All the data that follows should be repeated exactly, without a single picture.

───── INPUT RECORDS

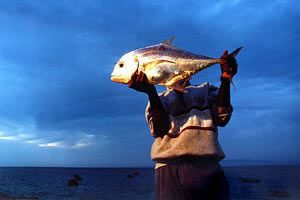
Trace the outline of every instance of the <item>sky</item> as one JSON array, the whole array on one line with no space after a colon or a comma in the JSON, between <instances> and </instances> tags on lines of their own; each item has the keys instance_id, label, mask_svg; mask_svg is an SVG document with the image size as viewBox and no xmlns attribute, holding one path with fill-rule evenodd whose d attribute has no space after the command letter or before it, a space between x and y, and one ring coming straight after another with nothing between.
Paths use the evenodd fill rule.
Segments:
<instances>
[{"instance_id":1,"label":"sky","mask_svg":"<svg viewBox=\"0 0 300 200\"><path fill-rule=\"evenodd\" d=\"M151 166L147 97L110 74L170 36L210 57L244 47L219 129L227 160L299 161L299 21L296 0L0 1L0 166Z\"/></svg>"}]
</instances>

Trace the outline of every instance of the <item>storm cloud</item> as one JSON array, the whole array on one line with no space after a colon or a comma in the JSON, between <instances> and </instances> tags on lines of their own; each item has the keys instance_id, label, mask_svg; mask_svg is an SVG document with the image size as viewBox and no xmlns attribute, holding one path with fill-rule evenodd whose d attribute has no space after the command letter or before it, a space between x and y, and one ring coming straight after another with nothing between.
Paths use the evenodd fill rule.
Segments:
<instances>
[{"instance_id":1,"label":"storm cloud","mask_svg":"<svg viewBox=\"0 0 300 200\"><path fill-rule=\"evenodd\" d=\"M297 1L1 1L0 165L145 166L145 95L112 83L117 59L176 36L218 57L244 46L220 128L228 159L297 160ZM219 67L192 83L219 84ZM163 88L159 88L163 90Z\"/></svg>"}]
</instances>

──────────

## SOLVED EXERCISE
Trace the outline of every instance of the <item>sky</item> as one JSON array, the whole array on one line with no space after a colon or a comma in the JSON, between <instances> and </instances> tags on lines of their own; each item has the keys instance_id, label, mask_svg; mask_svg is an SVG document with the image size as viewBox and no xmlns attribute, holding one path with fill-rule evenodd whose d attribute has no space after the command letter or before it, a space between x and y, and one ring coming straight after another with nothing between.
Paths use the evenodd fill rule.
Segments:
<instances>
[{"instance_id":1,"label":"sky","mask_svg":"<svg viewBox=\"0 0 300 200\"><path fill-rule=\"evenodd\" d=\"M151 166L147 97L110 74L170 36L210 57L244 47L219 129L227 160L299 161L299 21L296 0L0 1L0 166Z\"/></svg>"}]
</instances>

Trace the outline of every instance of the <item>storm cloud</item> as one JSON array, the whole array on one line with no space after a colon or a comma in the JSON, between <instances> and </instances> tags on lines of their own; each item has the keys instance_id, label, mask_svg; mask_svg is an SVG document with the image size as viewBox and no xmlns attribute, holding one path with fill-rule evenodd whose d attribute has no space after the command letter or before it, a space between x and y, and one ring coming straight after another with nothing between.
Paths use the evenodd fill rule.
Segments:
<instances>
[{"instance_id":1,"label":"storm cloud","mask_svg":"<svg viewBox=\"0 0 300 200\"><path fill-rule=\"evenodd\" d=\"M297 1L1 1L0 165L145 166L145 95L112 83L117 59L176 36L218 57L244 46L220 128L228 159L297 160ZM219 67L192 83L219 84ZM163 88L159 88L163 90Z\"/></svg>"}]
</instances>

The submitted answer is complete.